**Try it:** Continue the news report on Pfizer ending its partnership with Immune Response on the AIDS vaccine candidate Remune, starting right after its last sentence.

**Source passage:**

Trials of Immune Response Corp.’s AIDS Vaccine Remune May End After Pfizer Drops Financial Support
Pfizer Inc. notified Immune Response Corp. on Friday that it was pulling out of their collaboration on the AIDS vaccine candidate Remune, sending Immune Response's stock "plung[ing]" and leaving the future of the vaccine candidate in doubt, the New York Times reports. The company's withdrawal, which Immune Response Vice President for Medical and Scientific Affairs Dr. Ronald Moss said "came out of the blue," could put an end to a clinical trial of the vaccine being conducted by Pfizer, a trial the Times said represented the "best hope of proving that the drug works." The pullout also leaves Immune Response with only $12 million in cash to further fund vaccine trials. Pfizer, which inherited the partnership when it acquired Agouron Pharmaceuticals, had already paid Immune Response $47 million and could have supplied an additional $30 million. Pfizer said it decided to terminate the partnership because Immune Response, founded by the late Dr. Jonas Salk, inventor of the polio vaccine, had not produced "convincing evidence" that Remune "helps patients" (Pollack, New York Times, 7/9). "Our decision was based on review of the data from several clinical trials. Our decision to withdraw ... should not be interpreted to mean that immune-based therapies as a class does not merit further investigation," Pfizer spokesperson Kim Simon said.

**Input data:**
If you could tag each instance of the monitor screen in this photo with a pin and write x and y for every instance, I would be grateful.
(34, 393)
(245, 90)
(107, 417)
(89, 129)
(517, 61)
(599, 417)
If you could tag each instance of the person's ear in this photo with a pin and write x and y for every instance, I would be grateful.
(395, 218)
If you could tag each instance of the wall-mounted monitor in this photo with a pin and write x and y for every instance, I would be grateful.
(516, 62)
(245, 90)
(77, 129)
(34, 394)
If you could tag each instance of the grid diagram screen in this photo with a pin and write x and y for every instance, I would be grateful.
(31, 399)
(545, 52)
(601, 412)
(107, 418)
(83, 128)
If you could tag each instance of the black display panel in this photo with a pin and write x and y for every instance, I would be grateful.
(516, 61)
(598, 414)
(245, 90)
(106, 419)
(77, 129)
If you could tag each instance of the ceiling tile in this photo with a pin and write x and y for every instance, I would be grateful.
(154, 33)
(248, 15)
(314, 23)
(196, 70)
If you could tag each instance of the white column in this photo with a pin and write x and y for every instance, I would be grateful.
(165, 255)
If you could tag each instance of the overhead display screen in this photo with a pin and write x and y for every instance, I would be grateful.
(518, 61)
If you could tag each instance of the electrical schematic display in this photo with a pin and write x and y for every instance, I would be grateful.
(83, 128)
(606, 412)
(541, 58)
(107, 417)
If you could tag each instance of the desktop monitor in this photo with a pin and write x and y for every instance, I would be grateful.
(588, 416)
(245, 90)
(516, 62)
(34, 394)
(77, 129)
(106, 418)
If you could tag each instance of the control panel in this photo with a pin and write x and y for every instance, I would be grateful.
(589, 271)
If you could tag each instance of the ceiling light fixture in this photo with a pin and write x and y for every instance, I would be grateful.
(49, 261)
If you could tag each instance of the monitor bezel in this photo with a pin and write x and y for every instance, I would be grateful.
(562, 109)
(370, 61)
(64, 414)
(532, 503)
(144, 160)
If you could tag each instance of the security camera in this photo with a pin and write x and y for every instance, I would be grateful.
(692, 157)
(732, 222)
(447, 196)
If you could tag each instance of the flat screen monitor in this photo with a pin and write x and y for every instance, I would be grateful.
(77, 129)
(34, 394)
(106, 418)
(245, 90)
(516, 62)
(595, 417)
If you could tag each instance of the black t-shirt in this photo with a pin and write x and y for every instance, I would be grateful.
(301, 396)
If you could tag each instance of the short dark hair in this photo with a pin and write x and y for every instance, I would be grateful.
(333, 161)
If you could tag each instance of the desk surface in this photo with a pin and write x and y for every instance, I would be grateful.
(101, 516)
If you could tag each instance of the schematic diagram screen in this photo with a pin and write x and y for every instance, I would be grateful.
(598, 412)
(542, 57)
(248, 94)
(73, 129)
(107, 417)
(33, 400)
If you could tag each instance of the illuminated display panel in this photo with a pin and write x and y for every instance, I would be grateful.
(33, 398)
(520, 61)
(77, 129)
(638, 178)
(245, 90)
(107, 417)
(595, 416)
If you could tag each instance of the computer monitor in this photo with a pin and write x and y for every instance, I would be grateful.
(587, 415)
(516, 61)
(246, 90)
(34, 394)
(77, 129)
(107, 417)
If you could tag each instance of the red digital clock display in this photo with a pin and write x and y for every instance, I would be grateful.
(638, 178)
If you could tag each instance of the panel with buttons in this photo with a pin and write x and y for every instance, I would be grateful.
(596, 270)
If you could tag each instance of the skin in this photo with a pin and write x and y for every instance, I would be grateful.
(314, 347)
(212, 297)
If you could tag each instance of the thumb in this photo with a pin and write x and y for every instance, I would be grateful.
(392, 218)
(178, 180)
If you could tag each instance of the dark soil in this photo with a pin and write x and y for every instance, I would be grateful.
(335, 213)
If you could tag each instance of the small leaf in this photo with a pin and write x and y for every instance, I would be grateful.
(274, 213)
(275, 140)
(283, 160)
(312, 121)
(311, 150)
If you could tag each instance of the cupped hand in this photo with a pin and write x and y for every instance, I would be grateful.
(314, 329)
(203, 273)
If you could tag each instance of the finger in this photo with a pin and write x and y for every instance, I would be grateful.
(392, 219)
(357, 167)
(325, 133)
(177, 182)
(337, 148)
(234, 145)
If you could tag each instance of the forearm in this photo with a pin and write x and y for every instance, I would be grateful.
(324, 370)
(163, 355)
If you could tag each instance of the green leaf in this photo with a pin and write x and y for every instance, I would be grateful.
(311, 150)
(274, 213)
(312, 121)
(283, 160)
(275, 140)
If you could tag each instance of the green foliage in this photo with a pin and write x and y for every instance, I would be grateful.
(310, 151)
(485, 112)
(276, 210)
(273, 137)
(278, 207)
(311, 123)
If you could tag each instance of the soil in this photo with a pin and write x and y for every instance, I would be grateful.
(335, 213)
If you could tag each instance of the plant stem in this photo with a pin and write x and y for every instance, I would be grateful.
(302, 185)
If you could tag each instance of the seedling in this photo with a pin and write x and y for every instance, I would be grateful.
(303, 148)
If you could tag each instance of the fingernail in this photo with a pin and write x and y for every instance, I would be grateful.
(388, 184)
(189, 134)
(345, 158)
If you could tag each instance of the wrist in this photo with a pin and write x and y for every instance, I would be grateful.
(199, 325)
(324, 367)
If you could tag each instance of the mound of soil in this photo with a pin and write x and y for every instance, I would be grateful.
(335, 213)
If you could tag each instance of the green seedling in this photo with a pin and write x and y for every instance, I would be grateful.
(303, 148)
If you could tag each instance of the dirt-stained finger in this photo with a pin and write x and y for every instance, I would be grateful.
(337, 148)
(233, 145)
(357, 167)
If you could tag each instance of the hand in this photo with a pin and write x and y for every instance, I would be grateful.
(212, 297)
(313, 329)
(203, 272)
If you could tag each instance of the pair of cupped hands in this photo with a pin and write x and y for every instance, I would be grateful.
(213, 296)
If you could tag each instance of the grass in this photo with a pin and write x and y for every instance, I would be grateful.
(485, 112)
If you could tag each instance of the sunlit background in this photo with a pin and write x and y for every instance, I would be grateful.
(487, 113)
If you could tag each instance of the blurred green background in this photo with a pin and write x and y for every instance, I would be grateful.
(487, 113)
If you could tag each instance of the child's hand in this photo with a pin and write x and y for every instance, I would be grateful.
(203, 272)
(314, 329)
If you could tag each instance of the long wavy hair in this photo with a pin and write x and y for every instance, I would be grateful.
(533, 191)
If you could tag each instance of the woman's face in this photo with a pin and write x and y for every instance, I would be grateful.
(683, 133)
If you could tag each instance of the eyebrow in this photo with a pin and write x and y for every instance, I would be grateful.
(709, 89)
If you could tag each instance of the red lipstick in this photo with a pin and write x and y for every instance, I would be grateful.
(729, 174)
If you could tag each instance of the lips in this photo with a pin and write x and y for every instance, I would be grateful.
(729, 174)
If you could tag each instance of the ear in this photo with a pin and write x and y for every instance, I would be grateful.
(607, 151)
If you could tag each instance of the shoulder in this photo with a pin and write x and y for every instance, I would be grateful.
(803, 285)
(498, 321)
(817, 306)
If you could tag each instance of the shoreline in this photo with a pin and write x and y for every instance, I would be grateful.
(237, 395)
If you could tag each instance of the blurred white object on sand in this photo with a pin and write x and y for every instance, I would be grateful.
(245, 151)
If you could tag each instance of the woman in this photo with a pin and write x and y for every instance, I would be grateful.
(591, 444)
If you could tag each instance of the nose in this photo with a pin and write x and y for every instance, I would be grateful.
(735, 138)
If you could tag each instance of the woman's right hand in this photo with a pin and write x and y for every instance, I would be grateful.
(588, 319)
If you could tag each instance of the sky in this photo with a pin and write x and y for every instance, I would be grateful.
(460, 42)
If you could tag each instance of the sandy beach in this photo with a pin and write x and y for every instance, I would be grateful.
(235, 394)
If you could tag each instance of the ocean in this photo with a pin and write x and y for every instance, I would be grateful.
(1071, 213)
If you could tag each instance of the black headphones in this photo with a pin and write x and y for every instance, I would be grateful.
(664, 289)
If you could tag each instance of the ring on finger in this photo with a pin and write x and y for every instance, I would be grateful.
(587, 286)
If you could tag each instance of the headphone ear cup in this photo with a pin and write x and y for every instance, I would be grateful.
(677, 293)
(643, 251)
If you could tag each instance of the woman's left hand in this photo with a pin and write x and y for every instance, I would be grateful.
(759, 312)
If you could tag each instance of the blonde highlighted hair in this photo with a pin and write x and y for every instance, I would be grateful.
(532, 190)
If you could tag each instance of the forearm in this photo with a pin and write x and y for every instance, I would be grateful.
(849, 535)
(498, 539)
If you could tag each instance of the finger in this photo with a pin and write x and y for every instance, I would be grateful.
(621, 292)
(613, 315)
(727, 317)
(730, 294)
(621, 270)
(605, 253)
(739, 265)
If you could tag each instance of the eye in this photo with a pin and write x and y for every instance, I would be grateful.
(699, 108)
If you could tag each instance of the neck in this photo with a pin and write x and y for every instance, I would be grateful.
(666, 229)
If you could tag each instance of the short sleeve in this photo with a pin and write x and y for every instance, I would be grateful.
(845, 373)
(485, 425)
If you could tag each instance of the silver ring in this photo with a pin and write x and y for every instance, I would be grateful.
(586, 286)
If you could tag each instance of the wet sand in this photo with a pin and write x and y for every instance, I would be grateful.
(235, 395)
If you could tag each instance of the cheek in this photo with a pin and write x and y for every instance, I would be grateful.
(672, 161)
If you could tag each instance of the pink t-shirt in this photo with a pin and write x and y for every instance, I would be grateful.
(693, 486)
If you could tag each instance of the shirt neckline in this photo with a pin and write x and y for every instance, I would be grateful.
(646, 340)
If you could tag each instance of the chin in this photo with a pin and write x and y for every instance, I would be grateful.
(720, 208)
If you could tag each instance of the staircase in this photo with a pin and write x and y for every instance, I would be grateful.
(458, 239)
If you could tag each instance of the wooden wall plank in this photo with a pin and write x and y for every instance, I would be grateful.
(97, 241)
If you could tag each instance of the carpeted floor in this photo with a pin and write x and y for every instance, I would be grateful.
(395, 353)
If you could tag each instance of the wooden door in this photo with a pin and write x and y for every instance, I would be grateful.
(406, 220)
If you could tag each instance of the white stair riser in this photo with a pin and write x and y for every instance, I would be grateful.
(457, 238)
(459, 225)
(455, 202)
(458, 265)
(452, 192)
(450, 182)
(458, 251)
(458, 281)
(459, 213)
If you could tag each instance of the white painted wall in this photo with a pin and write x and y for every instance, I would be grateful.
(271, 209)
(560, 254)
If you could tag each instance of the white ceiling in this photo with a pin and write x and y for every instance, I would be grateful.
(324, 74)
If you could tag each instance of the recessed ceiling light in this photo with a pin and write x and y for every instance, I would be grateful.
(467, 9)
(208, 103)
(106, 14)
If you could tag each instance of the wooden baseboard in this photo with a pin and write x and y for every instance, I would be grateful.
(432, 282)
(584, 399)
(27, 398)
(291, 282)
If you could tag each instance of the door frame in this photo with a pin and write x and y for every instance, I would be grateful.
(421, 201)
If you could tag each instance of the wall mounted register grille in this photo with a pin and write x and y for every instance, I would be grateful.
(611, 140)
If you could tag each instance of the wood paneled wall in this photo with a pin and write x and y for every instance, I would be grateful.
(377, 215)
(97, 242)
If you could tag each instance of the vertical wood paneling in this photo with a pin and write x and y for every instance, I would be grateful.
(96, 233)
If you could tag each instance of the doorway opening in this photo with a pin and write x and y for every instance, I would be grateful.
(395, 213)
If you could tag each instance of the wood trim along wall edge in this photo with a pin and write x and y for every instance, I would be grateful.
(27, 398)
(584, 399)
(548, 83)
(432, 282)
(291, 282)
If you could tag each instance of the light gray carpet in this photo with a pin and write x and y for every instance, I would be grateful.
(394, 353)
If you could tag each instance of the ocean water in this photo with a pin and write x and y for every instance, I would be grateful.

**Answer for this exercise:**
Trial Results Varied
Remune utilizes an approach "similar" to Salk's polio vaccine, using "inactivated" HIV to "bolst[er]" the patient's T-cell production (Dow Jones/Wall Street Journal, 7/9). The vaccine is not intended to prevent infection but is designed to help patients "keep the virus in check," the Times reports. Some studies have shown Remune to "provoke" an immune response; however, they have not shown that the vaccine actually helps patients, and "many" scientists do not think using an inactivated virus offers the "best" hope for a successful vaccine. A trial involving more than 2,500 patients "failed to show that Remune improved survival or lengthened the time before HIV infection progressed to AIDS." Immune Response officials said that the trial coincided with increased use of new AIDS drugs, making it "nearly impossible" to "show a benefit over the placebo." Last year, scientists accused Immune Response of attempting to "squelch" the publication of a scientific paper that described a failed clinical trial, and in 1995, the FDA "warned" the company "not to manipulate data" to show better results. Moss said that he was "puzzled" by Pfizer's reasoning to withdraw funding because new data, set to be presented Wednesday at an AIDS conference in Argentina, will show that the vaccine was effective in a "subset of patients with stronger immune systems." Dr. Eric Rosenberg of Harvard Medical School said that the loss of funding could mean a "potentially good vaccine may not be adequately tested, and it deserves to be." Pfizer is "very foolish" to terminate the partnership, Dr. Fred Valentine, a professor of medicine at New York University, added. John McCamant, editor of Medical Technology Stock Letter, said he did not know where Immune Response could "go from here," citing the 44% drop the company's stock took Friday after the announcement. Pfizer's "no-confidence vote" could cause other potential investors to "balk," the Times reports (New York Times, 7/9).